— Begin —

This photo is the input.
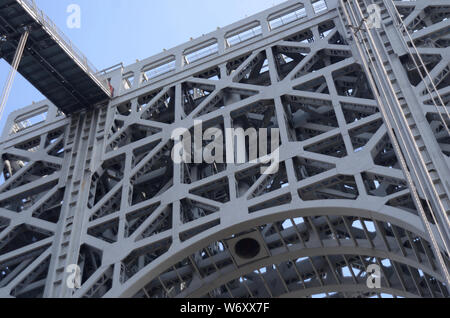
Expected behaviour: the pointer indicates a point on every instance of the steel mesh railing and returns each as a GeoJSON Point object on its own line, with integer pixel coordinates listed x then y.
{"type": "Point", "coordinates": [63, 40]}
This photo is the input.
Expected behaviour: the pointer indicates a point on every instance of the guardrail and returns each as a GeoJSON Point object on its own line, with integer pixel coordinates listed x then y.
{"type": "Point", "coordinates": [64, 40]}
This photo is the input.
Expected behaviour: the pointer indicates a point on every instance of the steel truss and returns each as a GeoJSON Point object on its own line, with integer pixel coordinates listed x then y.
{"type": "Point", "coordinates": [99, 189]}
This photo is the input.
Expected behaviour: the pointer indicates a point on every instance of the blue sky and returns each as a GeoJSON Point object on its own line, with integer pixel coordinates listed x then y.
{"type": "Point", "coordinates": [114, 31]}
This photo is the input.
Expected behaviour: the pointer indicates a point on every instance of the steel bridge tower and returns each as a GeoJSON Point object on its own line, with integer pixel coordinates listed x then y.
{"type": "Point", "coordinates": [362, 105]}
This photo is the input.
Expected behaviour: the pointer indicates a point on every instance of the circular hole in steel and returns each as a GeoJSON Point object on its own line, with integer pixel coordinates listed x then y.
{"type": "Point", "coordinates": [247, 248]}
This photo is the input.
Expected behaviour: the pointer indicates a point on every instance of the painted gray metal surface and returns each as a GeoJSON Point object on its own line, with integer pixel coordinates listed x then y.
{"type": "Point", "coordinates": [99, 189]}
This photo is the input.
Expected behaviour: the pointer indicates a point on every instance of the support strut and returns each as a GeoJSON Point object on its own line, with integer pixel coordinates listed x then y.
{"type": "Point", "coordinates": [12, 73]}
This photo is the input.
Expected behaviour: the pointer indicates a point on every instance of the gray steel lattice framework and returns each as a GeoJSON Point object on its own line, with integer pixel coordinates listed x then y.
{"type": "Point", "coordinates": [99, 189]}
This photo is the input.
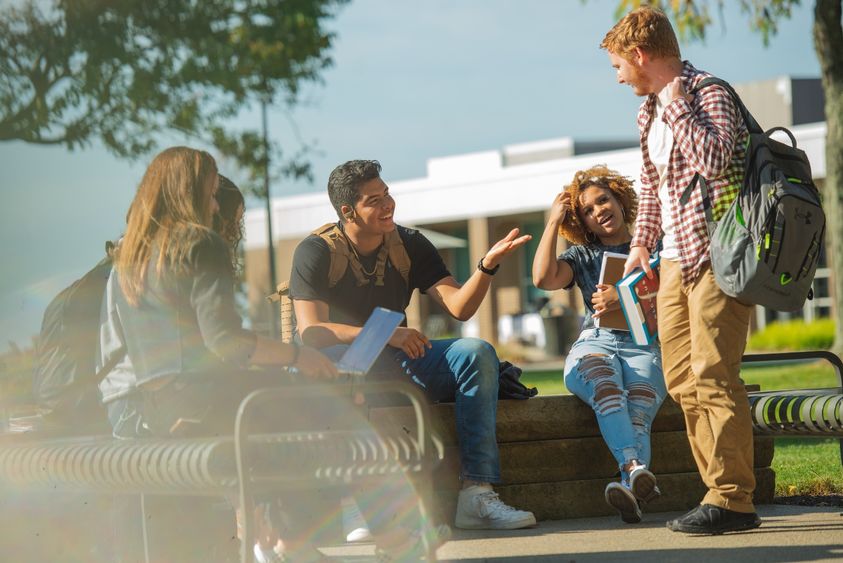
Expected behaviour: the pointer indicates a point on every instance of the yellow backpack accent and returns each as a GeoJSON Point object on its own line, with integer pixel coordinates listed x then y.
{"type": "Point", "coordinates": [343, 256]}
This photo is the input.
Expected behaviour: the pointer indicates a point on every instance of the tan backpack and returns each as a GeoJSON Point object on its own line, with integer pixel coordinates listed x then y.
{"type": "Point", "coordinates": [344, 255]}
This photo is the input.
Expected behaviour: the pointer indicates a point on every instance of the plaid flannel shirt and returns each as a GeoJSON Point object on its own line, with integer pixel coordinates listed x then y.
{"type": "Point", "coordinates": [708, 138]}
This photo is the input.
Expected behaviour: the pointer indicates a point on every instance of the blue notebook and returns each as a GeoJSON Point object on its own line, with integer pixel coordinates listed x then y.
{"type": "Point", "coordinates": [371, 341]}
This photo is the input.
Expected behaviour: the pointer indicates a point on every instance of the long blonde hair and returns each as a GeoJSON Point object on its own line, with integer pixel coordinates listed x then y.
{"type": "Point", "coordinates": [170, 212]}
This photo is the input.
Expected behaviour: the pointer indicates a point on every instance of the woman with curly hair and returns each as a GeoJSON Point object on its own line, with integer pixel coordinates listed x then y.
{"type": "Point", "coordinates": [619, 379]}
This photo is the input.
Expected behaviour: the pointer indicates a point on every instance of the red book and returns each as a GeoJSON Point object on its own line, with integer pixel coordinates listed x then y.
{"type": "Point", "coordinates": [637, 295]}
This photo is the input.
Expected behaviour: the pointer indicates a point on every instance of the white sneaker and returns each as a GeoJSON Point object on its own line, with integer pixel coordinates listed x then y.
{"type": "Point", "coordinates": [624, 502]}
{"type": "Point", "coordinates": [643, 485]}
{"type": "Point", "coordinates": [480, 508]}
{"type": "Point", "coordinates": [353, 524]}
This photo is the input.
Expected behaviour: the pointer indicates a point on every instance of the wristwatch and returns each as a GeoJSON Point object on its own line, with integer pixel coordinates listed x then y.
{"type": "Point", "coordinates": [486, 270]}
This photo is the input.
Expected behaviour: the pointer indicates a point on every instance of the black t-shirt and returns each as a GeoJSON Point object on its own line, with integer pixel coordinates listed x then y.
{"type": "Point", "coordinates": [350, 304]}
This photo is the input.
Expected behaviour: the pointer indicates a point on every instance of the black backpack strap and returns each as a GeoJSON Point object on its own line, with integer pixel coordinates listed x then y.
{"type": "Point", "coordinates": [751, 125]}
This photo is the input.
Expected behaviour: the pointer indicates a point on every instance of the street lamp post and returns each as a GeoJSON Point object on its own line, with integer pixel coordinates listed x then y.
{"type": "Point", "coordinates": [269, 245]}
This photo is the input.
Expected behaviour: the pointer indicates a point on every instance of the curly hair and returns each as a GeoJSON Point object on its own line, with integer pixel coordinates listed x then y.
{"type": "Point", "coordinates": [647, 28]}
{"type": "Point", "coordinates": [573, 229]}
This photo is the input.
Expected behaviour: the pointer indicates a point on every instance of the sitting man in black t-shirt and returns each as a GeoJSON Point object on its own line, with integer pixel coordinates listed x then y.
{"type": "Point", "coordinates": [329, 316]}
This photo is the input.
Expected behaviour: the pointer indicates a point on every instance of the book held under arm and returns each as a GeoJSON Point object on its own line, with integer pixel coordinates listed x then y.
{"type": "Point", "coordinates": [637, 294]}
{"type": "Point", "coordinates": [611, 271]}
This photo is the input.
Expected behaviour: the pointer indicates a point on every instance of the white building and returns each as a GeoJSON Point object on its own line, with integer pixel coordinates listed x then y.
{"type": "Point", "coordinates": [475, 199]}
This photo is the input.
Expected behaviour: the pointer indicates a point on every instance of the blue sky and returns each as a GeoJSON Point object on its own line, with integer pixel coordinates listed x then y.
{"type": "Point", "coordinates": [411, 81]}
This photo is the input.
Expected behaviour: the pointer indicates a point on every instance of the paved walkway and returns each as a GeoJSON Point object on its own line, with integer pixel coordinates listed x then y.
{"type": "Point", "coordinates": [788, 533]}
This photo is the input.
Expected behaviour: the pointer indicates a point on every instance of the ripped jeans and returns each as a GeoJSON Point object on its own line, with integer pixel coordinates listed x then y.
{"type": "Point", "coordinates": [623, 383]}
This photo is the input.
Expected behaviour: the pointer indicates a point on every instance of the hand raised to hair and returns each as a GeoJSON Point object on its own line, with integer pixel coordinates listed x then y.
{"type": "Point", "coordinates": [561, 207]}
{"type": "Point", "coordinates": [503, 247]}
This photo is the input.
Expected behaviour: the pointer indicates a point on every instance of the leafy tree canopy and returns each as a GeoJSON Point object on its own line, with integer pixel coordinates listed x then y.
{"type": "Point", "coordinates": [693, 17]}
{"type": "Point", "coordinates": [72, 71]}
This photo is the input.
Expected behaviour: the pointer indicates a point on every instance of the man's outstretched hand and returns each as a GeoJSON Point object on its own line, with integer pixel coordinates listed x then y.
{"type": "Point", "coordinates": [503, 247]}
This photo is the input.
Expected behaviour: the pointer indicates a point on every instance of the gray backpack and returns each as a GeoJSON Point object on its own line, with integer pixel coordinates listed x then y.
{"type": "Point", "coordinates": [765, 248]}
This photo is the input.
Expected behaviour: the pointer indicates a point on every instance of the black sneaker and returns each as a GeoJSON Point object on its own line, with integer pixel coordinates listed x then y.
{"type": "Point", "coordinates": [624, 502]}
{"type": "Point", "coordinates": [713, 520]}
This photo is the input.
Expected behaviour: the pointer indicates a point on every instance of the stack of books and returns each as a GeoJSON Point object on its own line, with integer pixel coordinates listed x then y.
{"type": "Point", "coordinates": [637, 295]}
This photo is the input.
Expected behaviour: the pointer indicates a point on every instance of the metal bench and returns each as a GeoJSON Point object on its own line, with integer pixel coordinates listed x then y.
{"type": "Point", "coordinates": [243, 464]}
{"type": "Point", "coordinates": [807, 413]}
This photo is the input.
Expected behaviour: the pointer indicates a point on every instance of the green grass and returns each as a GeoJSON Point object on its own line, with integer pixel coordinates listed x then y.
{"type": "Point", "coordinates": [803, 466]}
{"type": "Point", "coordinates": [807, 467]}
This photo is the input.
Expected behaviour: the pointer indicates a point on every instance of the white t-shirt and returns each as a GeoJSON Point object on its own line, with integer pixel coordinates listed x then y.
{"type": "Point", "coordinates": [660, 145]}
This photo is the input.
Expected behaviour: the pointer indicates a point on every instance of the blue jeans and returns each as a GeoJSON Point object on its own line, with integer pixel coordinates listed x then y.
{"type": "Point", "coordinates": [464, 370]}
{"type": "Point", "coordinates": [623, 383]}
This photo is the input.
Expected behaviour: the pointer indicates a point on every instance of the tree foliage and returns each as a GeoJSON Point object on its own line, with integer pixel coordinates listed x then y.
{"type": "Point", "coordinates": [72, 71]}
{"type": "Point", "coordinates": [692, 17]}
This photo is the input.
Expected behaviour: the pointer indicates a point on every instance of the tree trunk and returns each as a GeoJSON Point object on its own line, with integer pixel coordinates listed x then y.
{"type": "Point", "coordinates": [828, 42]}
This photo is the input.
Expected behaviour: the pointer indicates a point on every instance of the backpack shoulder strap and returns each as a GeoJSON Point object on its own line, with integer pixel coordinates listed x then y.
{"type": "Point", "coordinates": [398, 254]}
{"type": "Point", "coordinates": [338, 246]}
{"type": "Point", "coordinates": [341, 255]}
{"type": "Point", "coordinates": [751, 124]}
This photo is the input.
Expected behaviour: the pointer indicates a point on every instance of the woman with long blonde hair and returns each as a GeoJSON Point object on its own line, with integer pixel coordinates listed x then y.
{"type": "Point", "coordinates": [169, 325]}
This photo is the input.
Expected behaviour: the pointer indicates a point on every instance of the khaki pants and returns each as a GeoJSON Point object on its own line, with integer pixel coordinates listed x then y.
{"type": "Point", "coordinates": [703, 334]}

— End —

▶ _What is required_: Which lines of the records contain the word "black"? Extract each one, matching case exactly.

▶ _Written reply_:
Expected behaviour: the pointer indicates a point on every instance of the black t-shirt and returns each as a GeoJSON Point object on its own line, with integer pixel coordinates listed x then y.
Expected behaviour: the pointer indicates a point on every instance of the black backpack strap and returns each as a GeoJSON Point object on its own line, with integer pixel coordinates listed x then y.
Expected behaviour: the pointer indicates a point on every instance of the sitting man in black t-shirt and returns each as a GeoJSON Point object on its own line, with integer pixel coordinates listed x then y.
Expected behaviour: the pointer indicates a point on every instance of the black sneaker and returns each as a GeoJSON Point object on its own line, with integer pixel coordinates listed x then y.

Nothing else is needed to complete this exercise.